Work task | Find the line that contains "Would you mind annotating the scattered", then repeat it and each line after it to the end of the records, exactly.

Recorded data
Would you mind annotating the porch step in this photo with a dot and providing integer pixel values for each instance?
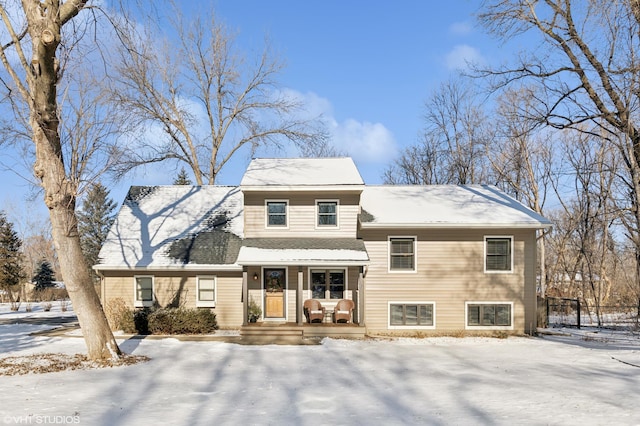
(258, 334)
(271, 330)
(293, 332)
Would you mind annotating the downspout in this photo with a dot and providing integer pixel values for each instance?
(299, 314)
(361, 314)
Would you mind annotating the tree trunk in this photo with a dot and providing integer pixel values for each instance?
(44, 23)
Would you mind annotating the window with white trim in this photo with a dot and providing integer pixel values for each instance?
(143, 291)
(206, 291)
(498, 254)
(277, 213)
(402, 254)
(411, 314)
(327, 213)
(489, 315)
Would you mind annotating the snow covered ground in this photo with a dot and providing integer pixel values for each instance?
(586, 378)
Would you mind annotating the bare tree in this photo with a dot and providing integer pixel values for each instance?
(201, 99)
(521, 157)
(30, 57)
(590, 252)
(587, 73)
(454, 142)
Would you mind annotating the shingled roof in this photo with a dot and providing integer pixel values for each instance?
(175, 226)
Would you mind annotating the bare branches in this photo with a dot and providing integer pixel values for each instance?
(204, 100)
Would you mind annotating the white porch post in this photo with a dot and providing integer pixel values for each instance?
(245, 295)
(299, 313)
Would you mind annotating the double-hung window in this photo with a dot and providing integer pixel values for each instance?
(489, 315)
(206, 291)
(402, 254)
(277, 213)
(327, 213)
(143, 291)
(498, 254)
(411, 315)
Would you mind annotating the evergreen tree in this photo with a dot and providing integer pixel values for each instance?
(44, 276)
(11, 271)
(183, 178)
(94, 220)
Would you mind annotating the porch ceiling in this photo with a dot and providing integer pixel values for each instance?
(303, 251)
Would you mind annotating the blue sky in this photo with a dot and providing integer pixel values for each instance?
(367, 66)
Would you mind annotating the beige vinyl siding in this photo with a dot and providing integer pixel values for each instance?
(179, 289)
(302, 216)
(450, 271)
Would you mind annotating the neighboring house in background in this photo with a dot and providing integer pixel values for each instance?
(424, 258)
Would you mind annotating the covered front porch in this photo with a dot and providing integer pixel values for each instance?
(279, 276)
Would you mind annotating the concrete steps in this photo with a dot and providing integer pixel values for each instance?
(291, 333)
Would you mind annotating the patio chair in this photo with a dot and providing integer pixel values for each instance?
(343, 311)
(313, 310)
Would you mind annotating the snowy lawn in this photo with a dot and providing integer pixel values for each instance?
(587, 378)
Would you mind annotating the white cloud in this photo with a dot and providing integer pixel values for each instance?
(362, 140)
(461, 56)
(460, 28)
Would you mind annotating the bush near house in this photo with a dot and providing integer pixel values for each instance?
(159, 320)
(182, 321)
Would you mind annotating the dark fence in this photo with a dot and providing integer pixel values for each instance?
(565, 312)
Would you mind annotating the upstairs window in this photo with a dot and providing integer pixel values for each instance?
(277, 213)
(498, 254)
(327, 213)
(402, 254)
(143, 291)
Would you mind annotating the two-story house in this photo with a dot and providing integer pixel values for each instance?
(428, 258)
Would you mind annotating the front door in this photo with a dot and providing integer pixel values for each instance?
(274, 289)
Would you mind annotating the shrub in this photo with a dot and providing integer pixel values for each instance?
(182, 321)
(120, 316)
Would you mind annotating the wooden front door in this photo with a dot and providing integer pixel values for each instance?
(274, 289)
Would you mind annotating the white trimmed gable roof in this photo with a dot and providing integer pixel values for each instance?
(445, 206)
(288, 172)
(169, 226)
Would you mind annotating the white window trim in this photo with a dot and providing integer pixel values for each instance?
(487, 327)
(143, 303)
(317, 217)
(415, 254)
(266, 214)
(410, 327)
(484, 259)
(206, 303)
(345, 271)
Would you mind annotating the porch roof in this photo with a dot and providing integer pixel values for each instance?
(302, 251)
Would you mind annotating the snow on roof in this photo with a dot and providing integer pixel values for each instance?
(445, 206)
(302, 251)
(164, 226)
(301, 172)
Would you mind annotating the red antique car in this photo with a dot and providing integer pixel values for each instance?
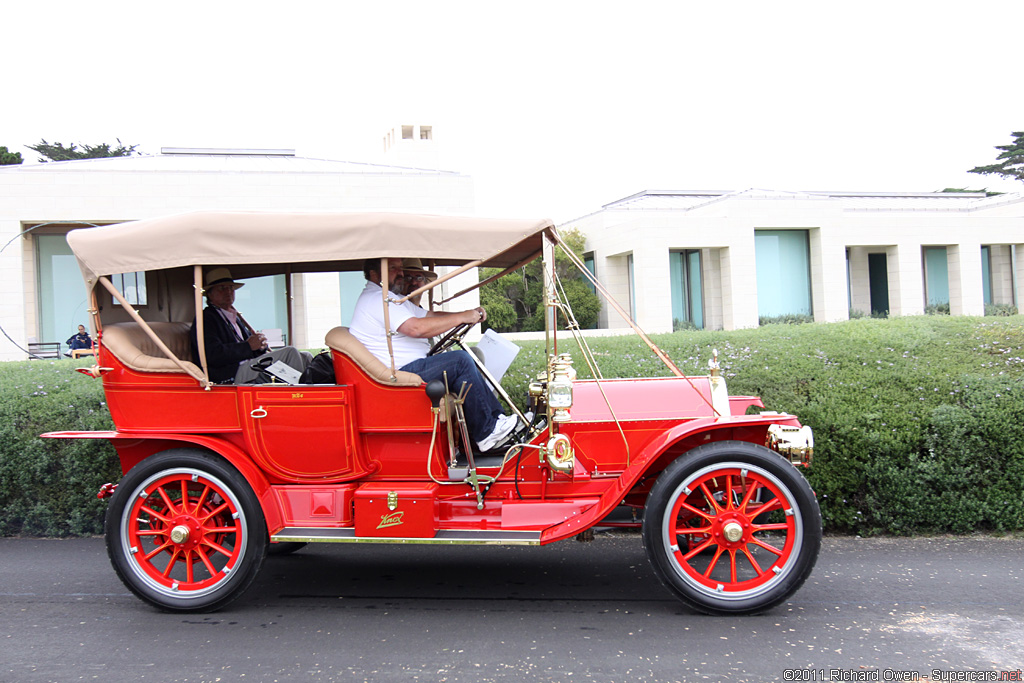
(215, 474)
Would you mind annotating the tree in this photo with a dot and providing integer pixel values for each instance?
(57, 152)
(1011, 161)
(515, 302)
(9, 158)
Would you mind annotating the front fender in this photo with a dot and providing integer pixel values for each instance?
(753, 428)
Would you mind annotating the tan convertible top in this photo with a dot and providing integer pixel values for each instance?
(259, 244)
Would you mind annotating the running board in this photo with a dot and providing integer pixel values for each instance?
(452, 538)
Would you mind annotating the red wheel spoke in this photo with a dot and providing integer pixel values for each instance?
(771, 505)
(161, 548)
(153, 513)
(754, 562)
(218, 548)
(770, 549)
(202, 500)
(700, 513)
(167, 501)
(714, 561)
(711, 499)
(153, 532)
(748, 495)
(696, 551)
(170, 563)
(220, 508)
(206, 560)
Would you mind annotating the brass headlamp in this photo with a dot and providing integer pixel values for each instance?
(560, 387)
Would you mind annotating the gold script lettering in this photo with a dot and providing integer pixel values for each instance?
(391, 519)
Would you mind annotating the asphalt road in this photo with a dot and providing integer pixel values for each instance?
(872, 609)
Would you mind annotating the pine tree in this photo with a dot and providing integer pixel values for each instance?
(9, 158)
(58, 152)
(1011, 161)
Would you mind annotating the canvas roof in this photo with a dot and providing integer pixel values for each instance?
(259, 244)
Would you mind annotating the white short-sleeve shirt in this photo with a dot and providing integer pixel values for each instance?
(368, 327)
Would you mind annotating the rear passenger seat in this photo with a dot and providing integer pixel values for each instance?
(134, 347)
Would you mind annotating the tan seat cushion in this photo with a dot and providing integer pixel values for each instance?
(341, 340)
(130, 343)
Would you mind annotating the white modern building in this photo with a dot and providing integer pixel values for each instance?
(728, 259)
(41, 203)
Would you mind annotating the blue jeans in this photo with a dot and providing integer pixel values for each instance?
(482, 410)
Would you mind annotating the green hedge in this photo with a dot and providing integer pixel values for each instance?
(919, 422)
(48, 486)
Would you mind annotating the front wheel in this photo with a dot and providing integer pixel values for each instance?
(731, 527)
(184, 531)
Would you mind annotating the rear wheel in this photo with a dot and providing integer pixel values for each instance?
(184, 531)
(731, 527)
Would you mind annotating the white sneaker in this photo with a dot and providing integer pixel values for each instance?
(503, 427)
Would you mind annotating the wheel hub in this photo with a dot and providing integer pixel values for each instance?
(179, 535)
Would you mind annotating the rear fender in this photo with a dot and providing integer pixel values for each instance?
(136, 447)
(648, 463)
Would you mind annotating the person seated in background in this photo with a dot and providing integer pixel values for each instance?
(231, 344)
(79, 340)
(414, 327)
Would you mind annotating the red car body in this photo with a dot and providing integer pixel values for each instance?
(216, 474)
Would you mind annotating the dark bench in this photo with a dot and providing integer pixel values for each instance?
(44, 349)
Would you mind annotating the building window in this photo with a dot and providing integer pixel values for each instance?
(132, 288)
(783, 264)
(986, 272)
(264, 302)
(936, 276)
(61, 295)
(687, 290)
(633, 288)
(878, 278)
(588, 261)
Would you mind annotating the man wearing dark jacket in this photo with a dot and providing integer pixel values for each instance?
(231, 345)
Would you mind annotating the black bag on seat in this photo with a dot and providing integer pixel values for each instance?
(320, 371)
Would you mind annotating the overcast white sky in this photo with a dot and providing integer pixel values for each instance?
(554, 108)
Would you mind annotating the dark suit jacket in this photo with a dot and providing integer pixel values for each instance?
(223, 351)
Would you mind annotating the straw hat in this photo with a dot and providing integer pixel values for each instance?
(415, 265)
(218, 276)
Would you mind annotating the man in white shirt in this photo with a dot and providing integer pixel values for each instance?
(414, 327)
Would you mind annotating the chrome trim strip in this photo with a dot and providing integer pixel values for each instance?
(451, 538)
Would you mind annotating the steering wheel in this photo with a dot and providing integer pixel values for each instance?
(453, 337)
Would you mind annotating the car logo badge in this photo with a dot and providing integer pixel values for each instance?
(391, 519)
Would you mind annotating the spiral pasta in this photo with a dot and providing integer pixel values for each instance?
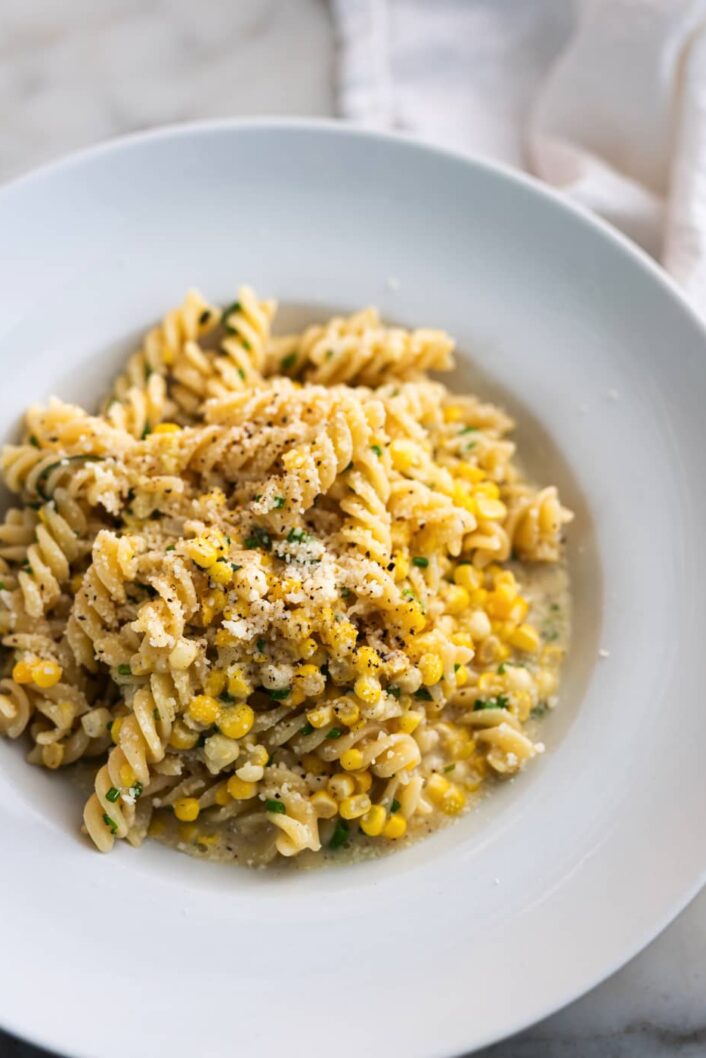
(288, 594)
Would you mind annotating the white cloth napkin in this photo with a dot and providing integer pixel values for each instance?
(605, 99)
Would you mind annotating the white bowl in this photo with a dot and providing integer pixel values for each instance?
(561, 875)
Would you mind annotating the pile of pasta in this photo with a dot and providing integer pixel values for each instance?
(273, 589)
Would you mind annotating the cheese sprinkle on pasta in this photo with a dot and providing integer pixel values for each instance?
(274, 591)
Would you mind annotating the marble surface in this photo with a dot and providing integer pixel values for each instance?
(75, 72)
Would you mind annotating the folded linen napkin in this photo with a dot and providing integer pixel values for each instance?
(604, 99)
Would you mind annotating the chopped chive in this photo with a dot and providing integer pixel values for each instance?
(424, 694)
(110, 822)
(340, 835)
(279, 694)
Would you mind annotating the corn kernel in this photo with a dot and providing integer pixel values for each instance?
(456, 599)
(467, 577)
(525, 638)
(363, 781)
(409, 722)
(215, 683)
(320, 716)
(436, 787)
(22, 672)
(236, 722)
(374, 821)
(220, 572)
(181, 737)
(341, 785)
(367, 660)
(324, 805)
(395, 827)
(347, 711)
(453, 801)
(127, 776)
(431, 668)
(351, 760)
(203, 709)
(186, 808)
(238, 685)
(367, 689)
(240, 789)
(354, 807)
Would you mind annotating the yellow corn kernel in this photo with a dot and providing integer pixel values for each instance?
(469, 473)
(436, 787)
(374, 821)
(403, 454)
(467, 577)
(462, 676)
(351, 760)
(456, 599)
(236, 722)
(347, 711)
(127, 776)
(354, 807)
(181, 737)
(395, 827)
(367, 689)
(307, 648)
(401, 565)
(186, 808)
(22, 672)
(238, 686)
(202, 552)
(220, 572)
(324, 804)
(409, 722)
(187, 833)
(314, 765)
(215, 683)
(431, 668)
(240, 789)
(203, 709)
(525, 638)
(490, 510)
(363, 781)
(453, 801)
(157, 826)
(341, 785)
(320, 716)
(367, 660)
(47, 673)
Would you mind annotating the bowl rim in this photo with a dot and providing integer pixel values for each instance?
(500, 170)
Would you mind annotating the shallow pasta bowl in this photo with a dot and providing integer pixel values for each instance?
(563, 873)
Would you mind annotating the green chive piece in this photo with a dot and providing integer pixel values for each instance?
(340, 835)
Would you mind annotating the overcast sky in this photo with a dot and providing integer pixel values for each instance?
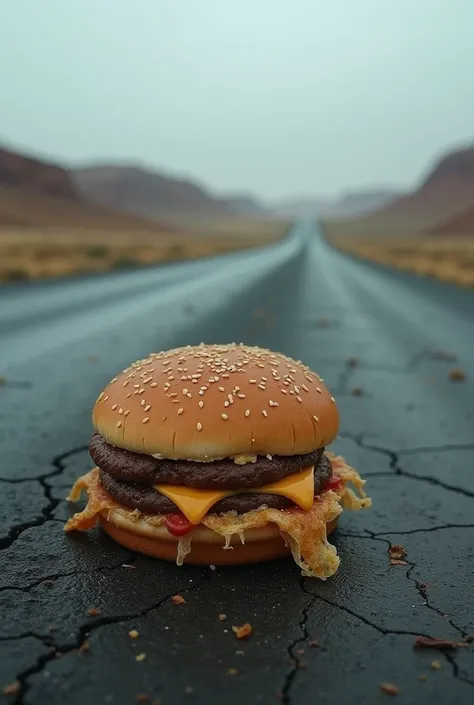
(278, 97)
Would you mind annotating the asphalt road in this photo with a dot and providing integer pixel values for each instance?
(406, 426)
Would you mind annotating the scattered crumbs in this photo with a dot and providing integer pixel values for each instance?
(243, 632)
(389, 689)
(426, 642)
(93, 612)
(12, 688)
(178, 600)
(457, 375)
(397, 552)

Response below |
Would you mind annotating the scattered crumbs in this photo with a dot and providing integer pixel values for each instance?
(243, 632)
(389, 689)
(426, 642)
(93, 612)
(12, 688)
(178, 600)
(457, 375)
(397, 552)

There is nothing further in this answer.